What you will do: Print every entry exactly as written.

Provided material:
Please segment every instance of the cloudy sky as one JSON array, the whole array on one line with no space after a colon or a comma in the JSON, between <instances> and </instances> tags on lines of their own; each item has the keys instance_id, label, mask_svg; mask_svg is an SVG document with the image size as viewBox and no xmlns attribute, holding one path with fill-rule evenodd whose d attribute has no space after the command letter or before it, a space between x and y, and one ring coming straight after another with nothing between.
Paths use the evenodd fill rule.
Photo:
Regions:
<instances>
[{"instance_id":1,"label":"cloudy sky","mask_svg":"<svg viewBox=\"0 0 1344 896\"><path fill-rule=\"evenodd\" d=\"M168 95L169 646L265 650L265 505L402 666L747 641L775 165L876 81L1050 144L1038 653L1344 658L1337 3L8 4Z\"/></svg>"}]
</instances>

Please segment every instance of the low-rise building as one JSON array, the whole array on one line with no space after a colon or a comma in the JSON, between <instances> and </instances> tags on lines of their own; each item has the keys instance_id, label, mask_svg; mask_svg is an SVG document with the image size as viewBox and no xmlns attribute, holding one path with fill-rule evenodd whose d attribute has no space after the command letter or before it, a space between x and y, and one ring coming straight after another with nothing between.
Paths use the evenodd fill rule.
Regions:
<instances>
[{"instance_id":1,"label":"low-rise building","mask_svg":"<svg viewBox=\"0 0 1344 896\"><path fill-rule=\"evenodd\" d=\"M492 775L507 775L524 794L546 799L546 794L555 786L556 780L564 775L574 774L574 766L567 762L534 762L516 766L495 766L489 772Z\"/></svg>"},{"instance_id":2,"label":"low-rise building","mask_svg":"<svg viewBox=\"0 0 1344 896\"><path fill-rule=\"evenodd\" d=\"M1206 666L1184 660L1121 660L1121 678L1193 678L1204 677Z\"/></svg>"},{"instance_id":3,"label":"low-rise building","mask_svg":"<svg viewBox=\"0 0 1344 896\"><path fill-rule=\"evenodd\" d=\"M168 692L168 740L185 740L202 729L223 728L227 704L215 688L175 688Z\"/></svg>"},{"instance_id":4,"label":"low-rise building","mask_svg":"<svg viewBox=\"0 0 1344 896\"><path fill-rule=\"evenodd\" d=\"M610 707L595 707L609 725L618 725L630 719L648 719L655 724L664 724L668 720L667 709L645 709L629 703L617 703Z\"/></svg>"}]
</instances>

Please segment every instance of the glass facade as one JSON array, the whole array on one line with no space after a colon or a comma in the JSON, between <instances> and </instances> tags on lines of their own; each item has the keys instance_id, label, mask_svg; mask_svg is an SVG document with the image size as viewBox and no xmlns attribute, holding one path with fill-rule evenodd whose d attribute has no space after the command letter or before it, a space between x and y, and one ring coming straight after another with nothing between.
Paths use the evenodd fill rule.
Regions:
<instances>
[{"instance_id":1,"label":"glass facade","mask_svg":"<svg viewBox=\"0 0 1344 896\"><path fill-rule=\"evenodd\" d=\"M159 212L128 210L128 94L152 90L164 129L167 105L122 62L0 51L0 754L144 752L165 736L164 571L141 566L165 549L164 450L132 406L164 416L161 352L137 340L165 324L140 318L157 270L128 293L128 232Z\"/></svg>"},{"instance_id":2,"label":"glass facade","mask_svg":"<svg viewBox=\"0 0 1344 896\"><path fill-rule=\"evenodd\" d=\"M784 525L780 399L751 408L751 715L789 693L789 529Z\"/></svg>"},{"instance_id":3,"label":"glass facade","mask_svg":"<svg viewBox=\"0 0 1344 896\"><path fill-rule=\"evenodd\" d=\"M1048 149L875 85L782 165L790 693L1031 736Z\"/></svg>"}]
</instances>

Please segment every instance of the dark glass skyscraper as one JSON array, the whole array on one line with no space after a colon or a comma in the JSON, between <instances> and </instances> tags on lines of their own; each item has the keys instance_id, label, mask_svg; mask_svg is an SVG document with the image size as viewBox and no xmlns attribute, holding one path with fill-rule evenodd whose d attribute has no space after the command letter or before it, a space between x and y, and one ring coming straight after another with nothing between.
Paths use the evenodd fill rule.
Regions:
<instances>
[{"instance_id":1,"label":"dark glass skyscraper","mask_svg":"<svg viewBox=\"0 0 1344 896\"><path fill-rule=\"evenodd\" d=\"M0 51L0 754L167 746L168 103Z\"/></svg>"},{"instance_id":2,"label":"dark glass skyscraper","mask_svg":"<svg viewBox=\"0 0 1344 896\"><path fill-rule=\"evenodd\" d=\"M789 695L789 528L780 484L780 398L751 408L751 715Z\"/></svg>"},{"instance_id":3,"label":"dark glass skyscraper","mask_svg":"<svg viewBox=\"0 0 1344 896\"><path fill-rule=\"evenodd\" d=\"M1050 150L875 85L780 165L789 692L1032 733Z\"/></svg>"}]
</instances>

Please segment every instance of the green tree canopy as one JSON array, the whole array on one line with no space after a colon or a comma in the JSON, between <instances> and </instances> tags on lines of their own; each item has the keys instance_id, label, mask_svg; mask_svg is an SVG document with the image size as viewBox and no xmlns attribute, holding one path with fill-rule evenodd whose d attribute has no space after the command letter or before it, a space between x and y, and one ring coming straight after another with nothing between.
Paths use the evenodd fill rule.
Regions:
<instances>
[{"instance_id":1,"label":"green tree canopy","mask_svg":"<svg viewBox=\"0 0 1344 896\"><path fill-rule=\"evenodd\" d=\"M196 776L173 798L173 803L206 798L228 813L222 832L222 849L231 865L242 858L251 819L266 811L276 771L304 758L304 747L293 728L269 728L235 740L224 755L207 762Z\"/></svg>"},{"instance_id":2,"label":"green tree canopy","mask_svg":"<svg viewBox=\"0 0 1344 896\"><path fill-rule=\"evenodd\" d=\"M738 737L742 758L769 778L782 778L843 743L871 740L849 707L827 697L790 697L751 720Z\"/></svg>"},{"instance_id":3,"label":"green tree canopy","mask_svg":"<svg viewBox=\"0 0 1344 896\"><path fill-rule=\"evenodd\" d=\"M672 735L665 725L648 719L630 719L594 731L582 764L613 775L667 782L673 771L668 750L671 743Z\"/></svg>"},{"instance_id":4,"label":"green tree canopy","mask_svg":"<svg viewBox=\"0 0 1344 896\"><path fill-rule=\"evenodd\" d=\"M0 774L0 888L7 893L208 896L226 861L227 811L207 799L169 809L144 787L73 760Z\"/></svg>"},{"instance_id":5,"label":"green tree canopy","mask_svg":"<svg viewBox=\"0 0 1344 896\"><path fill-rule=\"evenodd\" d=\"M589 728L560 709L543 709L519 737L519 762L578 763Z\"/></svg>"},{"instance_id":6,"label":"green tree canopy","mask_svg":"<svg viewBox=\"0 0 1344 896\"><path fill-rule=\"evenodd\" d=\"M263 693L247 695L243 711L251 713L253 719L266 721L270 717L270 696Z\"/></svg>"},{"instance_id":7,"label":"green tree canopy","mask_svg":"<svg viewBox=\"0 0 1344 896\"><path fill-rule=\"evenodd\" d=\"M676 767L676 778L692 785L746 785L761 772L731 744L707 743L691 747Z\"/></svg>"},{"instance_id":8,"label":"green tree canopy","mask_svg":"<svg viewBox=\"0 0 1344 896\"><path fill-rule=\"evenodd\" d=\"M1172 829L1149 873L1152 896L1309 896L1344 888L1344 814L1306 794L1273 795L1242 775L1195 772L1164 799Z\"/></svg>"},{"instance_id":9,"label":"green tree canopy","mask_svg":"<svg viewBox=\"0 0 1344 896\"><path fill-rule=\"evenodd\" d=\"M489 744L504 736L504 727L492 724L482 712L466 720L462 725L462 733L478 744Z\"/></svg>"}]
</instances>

Response for this exercise:
Please segment every instance of the cloudy sky as one JSON array, the whole array on one line with no space after a colon or a comma in the JSON, between <instances> and </instances> tags on lines of their own; each item has the keys instance_id, label, mask_svg; mask_svg is an SVG document with the image size as viewBox and no xmlns attribute, holding one path with fill-rule evenodd whose d attribute has no space after the command letter or before it, a space between x and y, and one ring coming straight after another with nothing between.
Paths use the evenodd fill rule.
Photo:
Regions:
<instances>
[{"instance_id":1,"label":"cloudy sky","mask_svg":"<svg viewBox=\"0 0 1344 896\"><path fill-rule=\"evenodd\" d=\"M168 95L169 646L265 650L265 505L402 666L747 641L775 165L876 81L1050 144L1038 653L1344 658L1337 3L8 4Z\"/></svg>"}]
</instances>

Please segment every instance of the low-rise building as one JSON array, the whole array on one line with no space after a colon or a comma in the JSON, between <instances> and </instances> tags on lines of their own; each item has the keys instance_id, label, mask_svg; mask_svg is an SVG document with the image size as viewBox and no xmlns attribute, holding one path with fill-rule evenodd whose d attribute has no space after the command letter or before it, a space between x and y, and one ring coming straight after another with nothing between.
Paths use the evenodd fill rule.
Regions:
<instances>
[{"instance_id":1,"label":"low-rise building","mask_svg":"<svg viewBox=\"0 0 1344 896\"><path fill-rule=\"evenodd\" d=\"M492 775L507 775L524 794L546 799L546 794L555 786L556 780L564 775L574 774L574 766L567 762L534 762L516 766L495 766L489 772Z\"/></svg>"},{"instance_id":2,"label":"low-rise building","mask_svg":"<svg viewBox=\"0 0 1344 896\"><path fill-rule=\"evenodd\" d=\"M1206 666L1184 660L1121 660L1121 678L1193 678L1204 677Z\"/></svg>"},{"instance_id":3,"label":"low-rise building","mask_svg":"<svg viewBox=\"0 0 1344 896\"><path fill-rule=\"evenodd\" d=\"M168 692L168 740L185 740L202 729L223 728L227 704L215 688L175 688Z\"/></svg>"},{"instance_id":4,"label":"low-rise building","mask_svg":"<svg viewBox=\"0 0 1344 896\"><path fill-rule=\"evenodd\" d=\"M610 707L595 707L609 725L618 725L630 719L648 719L655 724L664 724L668 720L667 709L645 709L629 703L617 703Z\"/></svg>"}]
</instances>

Please segment every instance of the glass facade as one JSON array, the whole array on one line with no space after a colon or a comma in the JSON, between <instances> and </instances> tags on lines of their own; each item has the keys instance_id, label, mask_svg; mask_svg is an SVG document with the image size as viewBox and no xmlns attribute, holding one path with fill-rule evenodd whose d attribute has no space after the command letter or before it, a space between x and y, and one ring coming straight after another with nothing between.
Paths use the evenodd fill rule.
Regions:
<instances>
[{"instance_id":1,"label":"glass facade","mask_svg":"<svg viewBox=\"0 0 1344 896\"><path fill-rule=\"evenodd\" d=\"M159 212L128 210L128 94L152 90L164 129L167 105L122 62L0 51L0 754L144 752L165 736L164 571L141 566L165 549L164 450L132 406L164 416L161 352L137 340L165 324L140 318L157 270L128 293L128 232Z\"/></svg>"},{"instance_id":2,"label":"glass facade","mask_svg":"<svg viewBox=\"0 0 1344 896\"><path fill-rule=\"evenodd\" d=\"M784 525L780 399L751 408L751 715L789 693L789 529Z\"/></svg>"},{"instance_id":3,"label":"glass facade","mask_svg":"<svg viewBox=\"0 0 1344 896\"><path fill-rule=\"evenodd\" d=\"M1048 149L875 85L782 165L790 693L1031 736Z\"/></svg>"}]
</instances>

Please segment every instance of the dark glass skyscraper as one JSON array, the whole array on one line with no space after a colon or a comma in the JSON, between <instances> and </instances> tags on lines of their own; each item has the keys instance_id, label, mask_svg; mask_svg is an SVG document with the image size as viewBox and no xmlns attribute, holding one path with fill-rule evenodd whose d attribute has no space after the command letter or before it, a space between x and y, and one ring coming straight after another with nothing between.
Paths use the evenodd fill rule.
Regions:
<instances>
[{"instance_id":1,"label":"dark glass skyscraper","mask_svg":"<svg viewBox=\"0 0 1344 896\"><path fill-rule=\"evenodd\" d=\"M0 51L0 754L167 746L168 103Z\"/></svg>"},{"instance_id":2,"label":"dark glass skyscraper","mask_svg":"<svg viewBox=\"0 0 1344 896\"><path fill-rule=\"evenodd\" d=\"M789 695L789 528L780 484L780 398L751 408L751 715Z\"/></svg>"},{"instance_id":3,"label":"dark glass skyscraper","mask_svg":"<svg viewBox=\"0 0 1344 896\"><path fill-rule=\"evenodd\" d=\"M1050 150L875 85L780 165L789 692L1032 733Z\"/></svg>"}]
</instances>

Please segment every instance of the green tree canopy as one JSON array, the whole array on one line with no space after a colon or a comma in the JSON, between <instances> and </instances> tags on lines of their own; each item has the keys instance_id, label, mask_svg; mask_svg is an SVG document with the image size as viewBox and no xmlns attribute, holding one path with fill-rule evenodd whose d attribute has no space after the command letter or before it, a space between x and y, and one ring coming straight after another with nothing between.
Paths use the evenodd fill rule.
Regions:
<instances>
[{"instance_id":1,"label":"green tree canopy","mask_svg":"<svg viewBox=\"0 0 1344 896\"><path fill-rule=\"evenodd\" d=\"M196 776L173 798L173 803L206 798L228 813L222 832L222 849L231 865L242 858L251 819L266 811L276 771L304 758L304 747L293 728L269 728L235 740L224 755L207 762Z\"/></svg>"},{"instance_id":2,"label":"green tree canopy","mask_svg":"<svg viewBox=\"0 0 1344 896\"><path fill-rule=\"evenodd\" d=\"M738 737L742 758L769 778L782 778L843 743L871 740L849 707L827 697L790 697L751 720Z\"/></svg>"},{"instance_id":3,"label":"green tree canopy","mask_svg":"<svg viewBox=\"0 0 1344 896\"><path fill-rule=\"evenodd\" d=\"M672 735L665 725L648 719L630 719L594 731L582 764L613 775L667 782L673 771L668 750L671 743Z\"/></svg>"},{"instance_id":4,"label":"green tree canopy","mask_svg":"<svg viewBox=\"0 0 1344 896\"><path fill-rule=\"evenodd\" d=\"M0 774L0 888L7 893L208 896L226 861L227 811L207 799L169 809L144 787L73 760Z\"/></svg>"},{"instance_id":5,"label":"green tree canopy","mask_svg":"<svg viewBox=\"0 0 1344 896\"><path fill-rule=\"evenodd\" d=\"M589 728L560 709L543 709L519 737L519 762L578 763Z\"/></svg>"},{"instance_id":6,"label":"green tree canopy","mask_svg":"<svg viewBox=\"0 0 1344 896\"><path fill-rule=\"evenodd\" d=\"M263 693L247 695L243 711L251 713L253 719L266 721L270 717L270 696Z\"/></svg>"},{"instance_id":7,"label":"green tree canopy","mask_svg":"<svg viewBox=\"0 0 1344 896\"><path fill-rule=\"evenodd\" d=\"M676 767L676 778L692 785L746 785L761 772L731 744L707 743L691 747Z\"/></svg>"},{"instance_id":8,"label":"green tree canopy","mask_svg":"<svg viewBox=\"0 0 1344 896\"><path fill-rule=\"evenodd\" d=\"M1172 829L1149 873L1152 896L1309 896L1344 888L1344 814L1306 794L1273 795L1242 775L1195 772L1164 799Z\"/></svg>"},{"instance_id":9,"label":"green tree canopy","mask_svg":"<svg viewBox=\"0 0 1344 896\"><path fill-rule=\"evenodd\" d=\"M489 744L504 736L504 727L492 724L482 712L466 720L462 725L462 733L478 744Z\"/></svg>"}]
</instances>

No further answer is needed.